## Passage for review
════════════════════
On 26 October, a Saudi-led coalition airstrike destroyed an MSF-supported hospital in Haydan. Programme coordinator Miriam Czech, who used to go to Haydan several times a week to assist personnel and patients, told us what she saw in the town in the days following the bombing. She added that the whole region is being targeted by the coalition airstrikes.

What’s left of the town of Haydan?

The main street and the houses and shops along it have been flattened. It’s practically empty and anything left is bombed-out. Lots of buildings on nearby streets were also hit. A small town in a mountain valley, Haydan has changed a lot since my first visit in September. Coalition planes have bombed it and the region time and time again. Personnel at the hospital we support told me that in June and July bombs fell just 250 metres from the facility, hitting several houses, a school and a market. But the air raids were even worse in October, especially during the week of 12 October. They were so bad that the team advised us against going to the hospital but my logistics colleague and I managed to get to it the following week.

We saw that several villages had suffered further damage and that houses and the market in Haydan had been destroyed. Several days later, we made our routine visit to deliver drugs and monitor the refurbishment being done to improve hygiene and waste management. But the air raids continued – 10 to 15 almost every day. Haydan and the surrounding area were pounded night and day, until the night of 26 October when the bombing went on for two hours. The hospital supported by MSF was totally destroyed in the first wave. There’s nothing left of the emergency and consultation rooms, maternity unit and inpatient department.

Were there any victims in the hospital?

Amazingly, no. The personnel weren’t in the part of the building that was hit in the first strike so they were able to take cover. And there weren’t any patients there that night. During the days that followed I met with the staff. They were in a state of shock. But, even so, they wanted to get back to work. Haydan hospital was the only one still functioning in the region and it served close to 200,000 people. It was really busy. During the week preceding the airstrike, 16 deliveries were attended in the maternity unit that we were supporting and 150 patients were treated in the emergency room. Seventy six were victims of the violence, many more than usual. That same week, a house in the village of Al Kraid that was home to a family of 17 was shelled. They were brought to the hospital. Eleven (some pregnant women, others children) were either deceased on arrival or died in the emergency room. Just three people received treatment, while three others were transferred to the hospital in Saada.
════════════════════
## Data under study
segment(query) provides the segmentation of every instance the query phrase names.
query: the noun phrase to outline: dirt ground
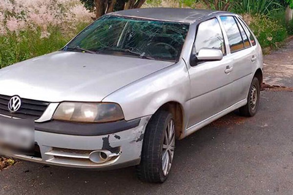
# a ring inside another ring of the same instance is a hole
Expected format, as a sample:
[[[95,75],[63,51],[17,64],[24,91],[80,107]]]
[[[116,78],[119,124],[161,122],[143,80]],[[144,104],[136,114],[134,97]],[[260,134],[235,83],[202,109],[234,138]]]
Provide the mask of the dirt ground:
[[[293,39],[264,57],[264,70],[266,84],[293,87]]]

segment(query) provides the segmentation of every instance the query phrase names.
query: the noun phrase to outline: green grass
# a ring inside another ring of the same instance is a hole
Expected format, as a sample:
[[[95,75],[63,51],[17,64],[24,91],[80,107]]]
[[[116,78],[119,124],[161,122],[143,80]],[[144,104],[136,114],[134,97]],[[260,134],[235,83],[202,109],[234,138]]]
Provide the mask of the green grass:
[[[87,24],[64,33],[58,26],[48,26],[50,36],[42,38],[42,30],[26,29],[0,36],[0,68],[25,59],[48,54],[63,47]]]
════════════════════
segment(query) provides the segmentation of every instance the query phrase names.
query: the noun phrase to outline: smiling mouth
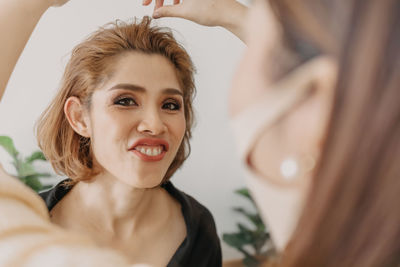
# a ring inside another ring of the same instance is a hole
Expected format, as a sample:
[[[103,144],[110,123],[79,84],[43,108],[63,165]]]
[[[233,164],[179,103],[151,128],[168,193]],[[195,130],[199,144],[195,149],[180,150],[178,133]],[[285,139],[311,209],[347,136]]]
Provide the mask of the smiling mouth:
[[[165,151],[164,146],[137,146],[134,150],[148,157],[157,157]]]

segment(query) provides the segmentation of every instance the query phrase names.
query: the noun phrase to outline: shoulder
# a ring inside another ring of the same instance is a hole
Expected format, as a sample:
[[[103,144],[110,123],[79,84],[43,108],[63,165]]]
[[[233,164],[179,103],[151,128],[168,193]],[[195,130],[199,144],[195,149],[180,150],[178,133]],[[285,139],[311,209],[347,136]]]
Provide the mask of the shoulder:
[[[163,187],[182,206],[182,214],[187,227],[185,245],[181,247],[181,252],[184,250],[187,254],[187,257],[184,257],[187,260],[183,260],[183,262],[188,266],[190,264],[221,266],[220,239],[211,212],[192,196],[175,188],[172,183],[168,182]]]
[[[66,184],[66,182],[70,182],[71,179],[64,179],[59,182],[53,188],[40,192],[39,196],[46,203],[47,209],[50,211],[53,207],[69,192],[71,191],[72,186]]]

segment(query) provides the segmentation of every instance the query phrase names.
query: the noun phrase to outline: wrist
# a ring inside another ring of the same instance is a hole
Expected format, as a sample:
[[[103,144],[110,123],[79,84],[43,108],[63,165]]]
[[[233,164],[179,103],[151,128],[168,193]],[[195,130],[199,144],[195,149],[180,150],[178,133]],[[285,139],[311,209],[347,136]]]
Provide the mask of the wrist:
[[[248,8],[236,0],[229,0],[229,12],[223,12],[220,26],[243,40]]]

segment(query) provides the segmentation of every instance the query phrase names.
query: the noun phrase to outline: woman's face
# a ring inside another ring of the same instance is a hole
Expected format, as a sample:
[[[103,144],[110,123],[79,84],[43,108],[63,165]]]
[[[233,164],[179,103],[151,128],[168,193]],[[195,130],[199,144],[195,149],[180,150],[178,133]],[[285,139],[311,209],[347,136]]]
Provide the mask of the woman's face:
════════════════════
## Brief
Return, word for word, the stretch of the Haydan hospital interview from "The main street" to "the following week.".

## Completed exercise
The main street and the houses and shops along it have been flattened. It’s practically empty and anything left is bombed-out. Lots of buildings on nearby streets were also hit. A small town in a mountain valley, Haydan has changed a lot since my first visit in September. Coalition planes have bombed it and the region time and time again. Personnel at the hospital we support told me that in June and July bombs fell just 250 metres from the facility, hitting several houses, a school and a market. But the air raids were even worse in October, especially during the week of 12 October. They were so bad that the team advised us against going to the hospital but my logistics colleague and I managed to get to it the following week.